## WHAT TO PRODUCE
Can you edit the connector description between "Moreover, the actuator" and "will be described.", inclusive, so that "attitude" becomes "orientation"?

Further, the actuator 21 includes arm accommodating recessed portions 26 which are formed in the bottom surface of the actuator 21, and accommodate the arm portions 54 of the terminals 51 when the actuator 21 comes to the closed position. When the actuator 21 is brought to the closed position, a ceiling surface 26a of each of the arm accommodating recessed portions 26 comes into contact with the top surface of the arm portion 54 and urges the arm portion 54 toward down. Furthermore, the actuator 21 is provided with a front wall portion 27 extending downward from the front edge thereof. The bottom surface of the front wall portion 27 moves to the vicinity of the top surface of the flat plate-like cable 101 inserted in the accommodating space 17 when the actuator 21 comes to the closed position, thus preventing foreign matters such as dust from entering the accommodating space 17, and avoiding a short circuit between the neighboring conductive leads 151 or between the neighboring terminals 51 due to foreign matters.

Moreover, the actuator 21 is provided with actuator-side locking projections 24 formed in the vicinity of the front ends thereof on both sides. When the actuator 21 comes to the closed position, the actuator-side locking projections 24 lock the actuator 21 by being engaged with housing-side locking projections 13a projecting from inner side surfaces of the side wall portions 13 on both sides, preventing the actuator 21 from changing the attitude thereof to the open position.

Next, an operation conducted to connect the flat plate-like cable 101 to the connector 1 will be described.

FIG. 7 is a plan view of the flat plate-like cable according to the embodiment of the present invention, FIG. 8 is a plan view showing a state where the flat plate-like cable is inserted into the connector according to the embodiment of the present invention, FIG. 9 is a cross-sectional view, taken along the arrow X-X of FIG. 3, showing the state where the flat plate-like cable is inserted into the connector according to the embodiment of the present invention, FIG. 10 is a first cross-sectional view, taken along the arrow X-X of FIG. 3, showing the state where the flat plate-like cable is connected to the connector according to the embodiment of the present invention, FIG. 11 is a second cross-sectional view, taken along the arrow Y-Y of FIG. 3, showing the state where the flat plate-like cable is connected to the connector according to the embodiment of the present invention, and FIG. 12 is a cross-sectional view taken along the arrow Z-Z of FIG. 10.

As shown in FIG. 7, the flat plate-like cable 101 includes a substrate 111 which has a thin slip-like shape and is an insulating thin plate member, and the plurality of, for example, 33 conductive leads 151 arranged on one surface of the substrate 111. The conductive leads 151 are, for example, foil-like linear members made of conductive metal such as copper, and are arrayed in parallel with each other at a predetermined pitch, for example, approximately 0.1 [mm]. The number and pitch of the conductive leads 151 may be changed as necessary.

It is desirable that the surfaces of the conductive leads 151 on the other side of the substrate are covered or coated with a not-illustrated insulating protective film, and the protective film is removed by peeling only in a predetermined area in the vicinity of an end portion of the flat plate-like cable 101, and the conductive leads 151 are exposed.

When connecting the flat plate-like cable 101 to the connector 1, the end portion of the flat plate-like cable 101 is first inserted into the accommodating space 17 from between the actuator 21 at the open position and the substrate portion 12 of the housing 11, and the flat plate-like cable 101 is positioned so that the conductive leads 151 face the arm portions 54 of the respective terminals 51, and the direction in which the conductive leads 151 extend is in coincidence with the direction in which the terminals 51 extend.

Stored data
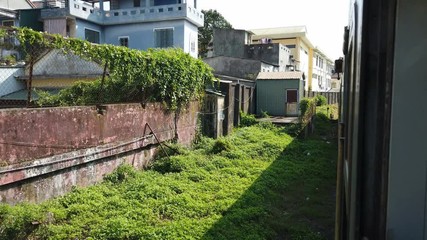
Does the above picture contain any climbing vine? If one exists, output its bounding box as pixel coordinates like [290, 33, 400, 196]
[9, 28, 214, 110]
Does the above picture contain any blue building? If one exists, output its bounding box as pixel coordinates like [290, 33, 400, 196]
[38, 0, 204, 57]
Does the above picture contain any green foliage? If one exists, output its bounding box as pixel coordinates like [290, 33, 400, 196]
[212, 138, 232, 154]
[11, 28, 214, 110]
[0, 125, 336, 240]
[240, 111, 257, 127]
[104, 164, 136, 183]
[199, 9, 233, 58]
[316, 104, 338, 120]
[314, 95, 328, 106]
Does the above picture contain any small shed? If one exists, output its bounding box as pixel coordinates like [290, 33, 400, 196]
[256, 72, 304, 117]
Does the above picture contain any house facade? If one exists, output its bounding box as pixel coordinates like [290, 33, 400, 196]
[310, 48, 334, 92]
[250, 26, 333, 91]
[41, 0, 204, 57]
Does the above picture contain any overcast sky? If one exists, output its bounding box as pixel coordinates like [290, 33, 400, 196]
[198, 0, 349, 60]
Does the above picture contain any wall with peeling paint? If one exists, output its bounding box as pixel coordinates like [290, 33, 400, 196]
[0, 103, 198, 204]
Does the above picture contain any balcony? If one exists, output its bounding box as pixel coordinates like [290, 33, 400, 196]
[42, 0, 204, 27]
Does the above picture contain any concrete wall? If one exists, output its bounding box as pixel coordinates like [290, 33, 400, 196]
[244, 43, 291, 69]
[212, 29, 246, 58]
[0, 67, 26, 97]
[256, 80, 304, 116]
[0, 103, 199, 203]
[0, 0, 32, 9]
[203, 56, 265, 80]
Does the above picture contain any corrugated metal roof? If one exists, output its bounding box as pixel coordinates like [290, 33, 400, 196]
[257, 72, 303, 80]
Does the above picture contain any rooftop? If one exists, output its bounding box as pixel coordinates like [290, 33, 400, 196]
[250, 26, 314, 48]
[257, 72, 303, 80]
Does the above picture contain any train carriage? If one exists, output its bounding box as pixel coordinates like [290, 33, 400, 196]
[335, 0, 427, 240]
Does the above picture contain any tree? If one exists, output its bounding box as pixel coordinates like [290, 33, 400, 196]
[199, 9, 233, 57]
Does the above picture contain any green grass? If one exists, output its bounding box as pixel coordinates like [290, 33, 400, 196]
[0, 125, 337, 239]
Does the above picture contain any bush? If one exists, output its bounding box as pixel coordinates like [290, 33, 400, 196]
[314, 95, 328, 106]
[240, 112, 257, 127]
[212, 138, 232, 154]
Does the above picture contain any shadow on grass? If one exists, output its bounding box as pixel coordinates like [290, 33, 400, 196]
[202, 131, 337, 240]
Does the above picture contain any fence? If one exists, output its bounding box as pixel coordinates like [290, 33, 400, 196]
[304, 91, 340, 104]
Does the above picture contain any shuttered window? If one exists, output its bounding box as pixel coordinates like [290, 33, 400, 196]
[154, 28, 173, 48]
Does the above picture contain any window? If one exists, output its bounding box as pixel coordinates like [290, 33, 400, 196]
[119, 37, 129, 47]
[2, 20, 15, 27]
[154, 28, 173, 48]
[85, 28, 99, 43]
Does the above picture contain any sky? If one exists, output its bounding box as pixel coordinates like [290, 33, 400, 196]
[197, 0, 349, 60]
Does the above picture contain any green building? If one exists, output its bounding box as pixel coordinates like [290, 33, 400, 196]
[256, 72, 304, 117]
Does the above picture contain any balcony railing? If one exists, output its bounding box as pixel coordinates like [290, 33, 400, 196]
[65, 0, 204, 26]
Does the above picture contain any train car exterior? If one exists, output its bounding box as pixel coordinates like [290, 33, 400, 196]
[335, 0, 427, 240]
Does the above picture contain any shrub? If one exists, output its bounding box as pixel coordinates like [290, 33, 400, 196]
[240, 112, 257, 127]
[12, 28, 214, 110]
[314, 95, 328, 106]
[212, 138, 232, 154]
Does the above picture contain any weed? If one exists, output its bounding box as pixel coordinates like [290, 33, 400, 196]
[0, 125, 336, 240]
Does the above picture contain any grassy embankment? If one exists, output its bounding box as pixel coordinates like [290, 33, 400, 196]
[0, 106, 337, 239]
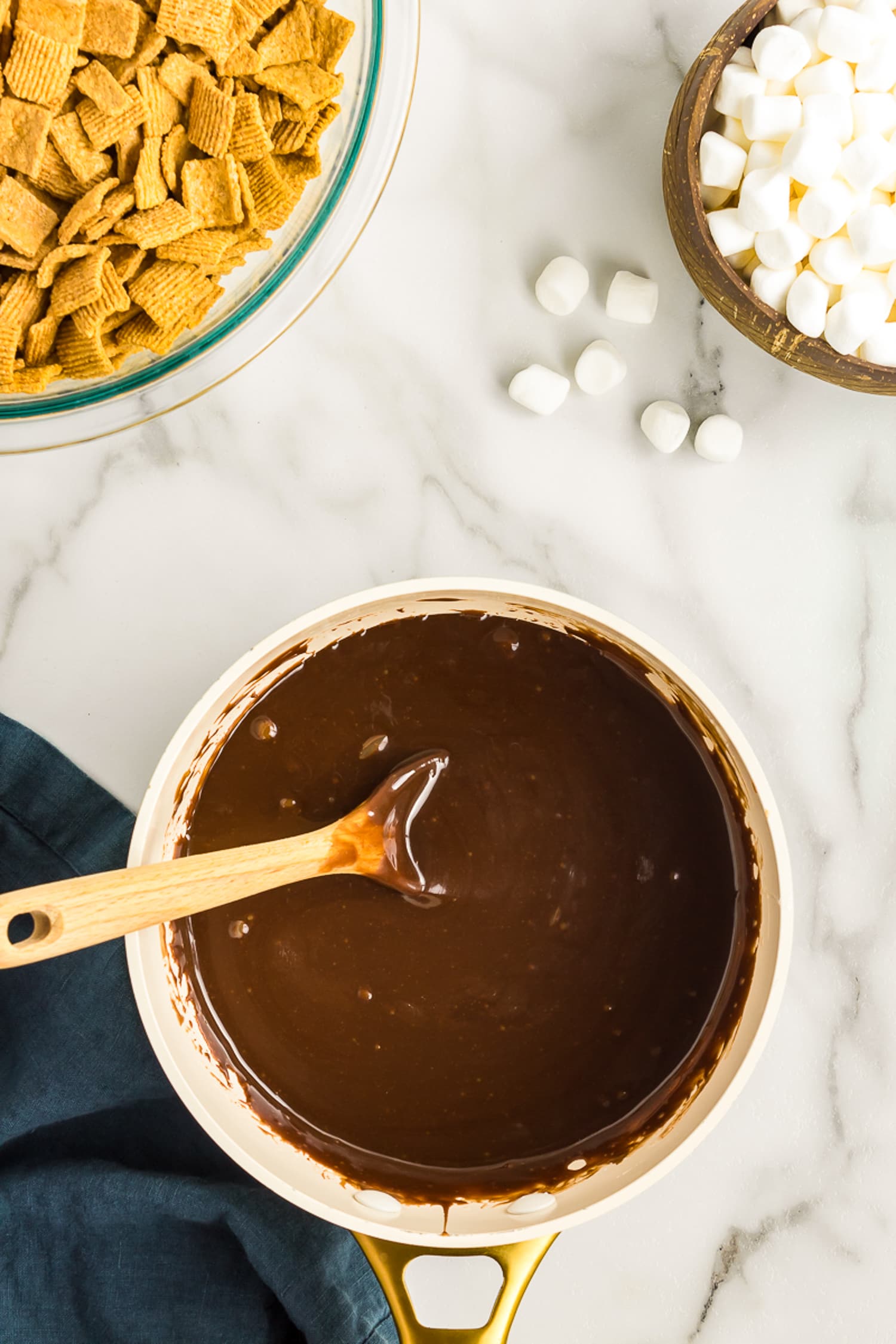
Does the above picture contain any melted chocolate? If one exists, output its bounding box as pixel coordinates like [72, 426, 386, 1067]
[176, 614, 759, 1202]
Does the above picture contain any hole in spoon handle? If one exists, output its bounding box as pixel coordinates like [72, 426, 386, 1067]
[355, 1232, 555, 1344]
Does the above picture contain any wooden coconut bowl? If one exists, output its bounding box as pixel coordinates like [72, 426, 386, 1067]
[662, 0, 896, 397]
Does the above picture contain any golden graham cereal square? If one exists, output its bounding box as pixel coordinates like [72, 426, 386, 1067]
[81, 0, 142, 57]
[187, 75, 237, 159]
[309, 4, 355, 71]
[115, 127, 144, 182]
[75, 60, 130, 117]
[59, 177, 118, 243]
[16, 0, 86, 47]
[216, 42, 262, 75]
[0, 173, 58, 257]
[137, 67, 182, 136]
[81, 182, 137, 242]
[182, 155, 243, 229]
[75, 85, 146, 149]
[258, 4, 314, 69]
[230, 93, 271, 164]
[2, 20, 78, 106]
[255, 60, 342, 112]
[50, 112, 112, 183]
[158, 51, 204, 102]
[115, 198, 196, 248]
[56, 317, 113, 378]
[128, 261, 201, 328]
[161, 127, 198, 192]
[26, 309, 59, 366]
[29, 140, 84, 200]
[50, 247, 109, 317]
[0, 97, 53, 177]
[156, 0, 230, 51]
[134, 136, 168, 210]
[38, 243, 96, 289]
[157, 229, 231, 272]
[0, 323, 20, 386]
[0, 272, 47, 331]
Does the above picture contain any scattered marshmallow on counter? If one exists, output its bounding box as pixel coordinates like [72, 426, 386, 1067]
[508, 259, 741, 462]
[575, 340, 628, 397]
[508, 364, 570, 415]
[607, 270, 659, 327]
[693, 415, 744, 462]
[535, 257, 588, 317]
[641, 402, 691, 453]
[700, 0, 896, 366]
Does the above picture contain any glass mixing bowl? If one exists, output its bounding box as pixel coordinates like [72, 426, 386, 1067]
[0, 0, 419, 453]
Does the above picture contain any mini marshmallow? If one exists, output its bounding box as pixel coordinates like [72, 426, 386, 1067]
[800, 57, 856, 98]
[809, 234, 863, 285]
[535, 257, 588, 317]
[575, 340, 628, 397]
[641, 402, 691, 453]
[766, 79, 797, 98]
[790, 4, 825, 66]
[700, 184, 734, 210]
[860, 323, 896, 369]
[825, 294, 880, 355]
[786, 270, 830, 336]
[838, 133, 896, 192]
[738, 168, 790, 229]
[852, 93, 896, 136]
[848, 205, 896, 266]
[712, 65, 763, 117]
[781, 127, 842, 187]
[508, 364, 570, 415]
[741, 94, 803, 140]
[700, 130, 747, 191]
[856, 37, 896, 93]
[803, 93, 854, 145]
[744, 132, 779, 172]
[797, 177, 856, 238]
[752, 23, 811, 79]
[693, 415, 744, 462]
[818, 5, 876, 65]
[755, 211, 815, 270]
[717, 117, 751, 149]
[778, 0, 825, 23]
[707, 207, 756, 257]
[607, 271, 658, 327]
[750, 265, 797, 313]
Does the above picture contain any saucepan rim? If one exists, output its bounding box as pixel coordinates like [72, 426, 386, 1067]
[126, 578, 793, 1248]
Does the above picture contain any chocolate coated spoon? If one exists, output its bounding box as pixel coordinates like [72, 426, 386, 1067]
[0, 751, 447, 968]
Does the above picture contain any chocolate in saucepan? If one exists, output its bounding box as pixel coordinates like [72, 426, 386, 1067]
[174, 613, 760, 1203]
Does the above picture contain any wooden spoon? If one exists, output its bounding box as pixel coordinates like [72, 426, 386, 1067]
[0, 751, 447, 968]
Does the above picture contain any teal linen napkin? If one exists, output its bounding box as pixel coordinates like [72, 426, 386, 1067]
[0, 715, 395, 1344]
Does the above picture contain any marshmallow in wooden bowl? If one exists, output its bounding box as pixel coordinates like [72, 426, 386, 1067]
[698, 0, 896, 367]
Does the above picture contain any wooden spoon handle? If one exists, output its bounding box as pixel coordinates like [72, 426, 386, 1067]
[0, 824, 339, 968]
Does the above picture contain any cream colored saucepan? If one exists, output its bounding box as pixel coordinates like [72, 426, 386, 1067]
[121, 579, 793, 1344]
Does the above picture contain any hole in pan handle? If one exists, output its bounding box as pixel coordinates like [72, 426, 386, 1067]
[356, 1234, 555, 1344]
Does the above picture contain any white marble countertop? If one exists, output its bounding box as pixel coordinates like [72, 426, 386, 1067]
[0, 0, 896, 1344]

...

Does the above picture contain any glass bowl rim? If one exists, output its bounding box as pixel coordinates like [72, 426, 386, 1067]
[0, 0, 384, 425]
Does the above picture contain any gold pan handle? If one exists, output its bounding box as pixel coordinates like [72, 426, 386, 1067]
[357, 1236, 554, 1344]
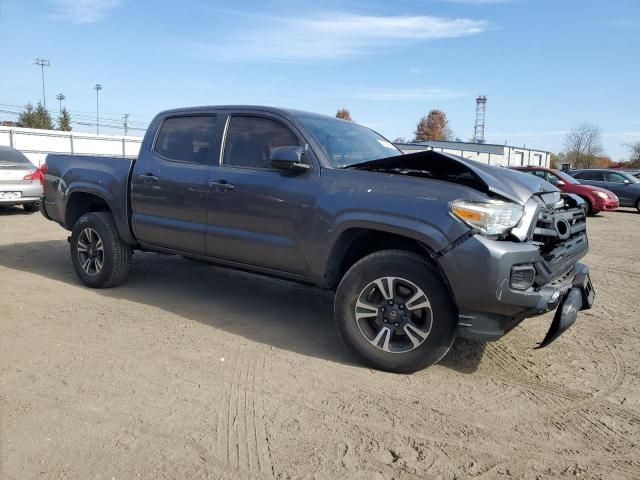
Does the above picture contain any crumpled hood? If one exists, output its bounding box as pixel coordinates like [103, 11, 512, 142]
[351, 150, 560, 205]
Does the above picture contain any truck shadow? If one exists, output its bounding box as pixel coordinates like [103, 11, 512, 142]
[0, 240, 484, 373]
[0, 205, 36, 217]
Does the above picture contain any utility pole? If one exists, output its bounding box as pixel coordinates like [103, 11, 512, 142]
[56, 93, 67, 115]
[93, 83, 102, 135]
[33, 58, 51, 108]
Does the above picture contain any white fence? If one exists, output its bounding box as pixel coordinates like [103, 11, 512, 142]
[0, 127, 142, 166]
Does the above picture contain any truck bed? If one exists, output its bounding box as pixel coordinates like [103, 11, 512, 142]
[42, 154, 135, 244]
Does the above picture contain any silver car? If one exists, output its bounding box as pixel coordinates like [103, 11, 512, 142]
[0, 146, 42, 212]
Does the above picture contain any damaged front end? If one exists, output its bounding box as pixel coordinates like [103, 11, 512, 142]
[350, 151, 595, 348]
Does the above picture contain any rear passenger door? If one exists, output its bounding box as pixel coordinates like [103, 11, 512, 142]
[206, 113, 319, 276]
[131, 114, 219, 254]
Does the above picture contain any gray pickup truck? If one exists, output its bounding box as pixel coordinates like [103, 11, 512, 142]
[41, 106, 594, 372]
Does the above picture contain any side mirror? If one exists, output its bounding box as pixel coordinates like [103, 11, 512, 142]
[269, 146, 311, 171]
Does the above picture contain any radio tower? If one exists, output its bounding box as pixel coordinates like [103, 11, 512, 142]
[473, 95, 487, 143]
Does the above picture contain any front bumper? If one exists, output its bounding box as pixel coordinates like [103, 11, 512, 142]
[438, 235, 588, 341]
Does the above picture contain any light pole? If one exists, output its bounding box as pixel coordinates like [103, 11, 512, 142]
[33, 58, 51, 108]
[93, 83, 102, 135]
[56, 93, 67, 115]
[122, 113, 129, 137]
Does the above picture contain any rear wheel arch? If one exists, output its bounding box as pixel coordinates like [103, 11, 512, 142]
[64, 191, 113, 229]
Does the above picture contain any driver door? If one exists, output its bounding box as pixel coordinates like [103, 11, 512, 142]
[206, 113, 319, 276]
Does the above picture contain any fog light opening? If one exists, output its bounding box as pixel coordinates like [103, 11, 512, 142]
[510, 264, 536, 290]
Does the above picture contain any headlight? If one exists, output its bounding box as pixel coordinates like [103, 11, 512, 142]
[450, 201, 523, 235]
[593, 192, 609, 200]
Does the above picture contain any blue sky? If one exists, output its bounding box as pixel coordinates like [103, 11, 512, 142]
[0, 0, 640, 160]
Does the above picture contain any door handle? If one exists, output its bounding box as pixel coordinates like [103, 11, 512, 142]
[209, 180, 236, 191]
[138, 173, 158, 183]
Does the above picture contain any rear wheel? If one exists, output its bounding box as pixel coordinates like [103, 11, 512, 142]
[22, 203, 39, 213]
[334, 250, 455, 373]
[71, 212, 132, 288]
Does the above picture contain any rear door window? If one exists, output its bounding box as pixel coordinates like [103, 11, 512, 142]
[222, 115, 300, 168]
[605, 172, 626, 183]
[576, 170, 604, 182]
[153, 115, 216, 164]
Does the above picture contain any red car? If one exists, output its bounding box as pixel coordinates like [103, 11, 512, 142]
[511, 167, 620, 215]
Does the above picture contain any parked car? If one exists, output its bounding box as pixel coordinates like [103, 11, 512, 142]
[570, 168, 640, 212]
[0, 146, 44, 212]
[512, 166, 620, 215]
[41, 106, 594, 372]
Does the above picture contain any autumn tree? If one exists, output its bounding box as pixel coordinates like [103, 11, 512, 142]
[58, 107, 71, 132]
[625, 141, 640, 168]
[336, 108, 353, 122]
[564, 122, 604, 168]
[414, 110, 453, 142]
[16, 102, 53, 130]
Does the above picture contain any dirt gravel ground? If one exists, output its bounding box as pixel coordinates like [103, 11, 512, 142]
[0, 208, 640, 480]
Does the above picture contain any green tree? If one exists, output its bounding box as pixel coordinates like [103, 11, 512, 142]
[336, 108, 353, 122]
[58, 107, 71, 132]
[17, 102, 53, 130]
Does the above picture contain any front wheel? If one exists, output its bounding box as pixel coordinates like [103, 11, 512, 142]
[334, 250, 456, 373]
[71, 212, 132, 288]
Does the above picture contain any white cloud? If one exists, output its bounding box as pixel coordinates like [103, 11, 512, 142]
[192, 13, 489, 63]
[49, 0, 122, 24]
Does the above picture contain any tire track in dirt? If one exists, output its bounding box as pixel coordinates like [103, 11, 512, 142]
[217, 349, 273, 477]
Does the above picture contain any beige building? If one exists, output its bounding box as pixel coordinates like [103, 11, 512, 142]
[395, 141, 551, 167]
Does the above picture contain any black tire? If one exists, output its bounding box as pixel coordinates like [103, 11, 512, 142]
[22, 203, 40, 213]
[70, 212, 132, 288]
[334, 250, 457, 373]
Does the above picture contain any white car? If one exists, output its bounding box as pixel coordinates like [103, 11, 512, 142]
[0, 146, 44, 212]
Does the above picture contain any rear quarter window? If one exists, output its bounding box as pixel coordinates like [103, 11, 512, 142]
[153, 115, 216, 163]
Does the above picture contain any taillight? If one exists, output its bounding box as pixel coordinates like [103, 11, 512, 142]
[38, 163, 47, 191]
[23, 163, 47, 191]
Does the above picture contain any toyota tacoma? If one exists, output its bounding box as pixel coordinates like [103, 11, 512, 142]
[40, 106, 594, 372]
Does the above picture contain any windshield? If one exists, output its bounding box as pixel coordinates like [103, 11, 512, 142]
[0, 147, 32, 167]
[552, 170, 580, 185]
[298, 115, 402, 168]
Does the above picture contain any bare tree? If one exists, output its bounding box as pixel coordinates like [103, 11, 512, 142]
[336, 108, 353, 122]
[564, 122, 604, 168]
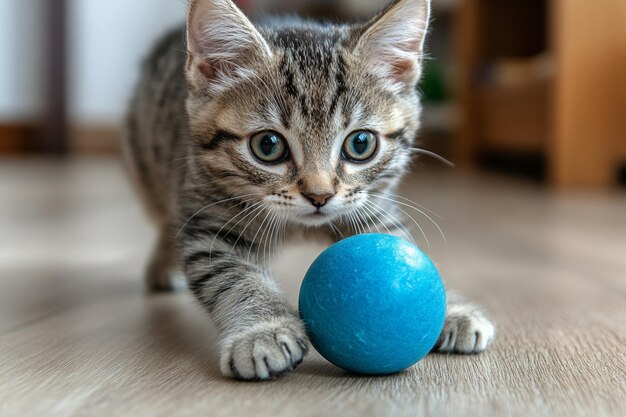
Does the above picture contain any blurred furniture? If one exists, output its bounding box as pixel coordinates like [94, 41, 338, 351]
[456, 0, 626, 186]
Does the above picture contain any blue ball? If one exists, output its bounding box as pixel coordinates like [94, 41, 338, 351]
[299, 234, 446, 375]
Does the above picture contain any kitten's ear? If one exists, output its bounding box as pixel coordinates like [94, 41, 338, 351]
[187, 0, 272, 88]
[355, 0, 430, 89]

## FINISHED ANSWER
Moreover, the actuator 21 is provided with actuator-side locking projections 24 formed in the vicinity of the front ends thereof on both sides. When the actuator 21 comes to the closed position, the actuator-side locking projections 24 lock the actuator 21 by being engaged with housing-side locking projections 13a projecting from inner side surfaces of the side wall portions 13 on both sides, preventing the actuator 21 from changing the orientation thereof to the open position.

Next, an operation conducted to connect the flat plate-like cable 101 to the connector 1 will be described.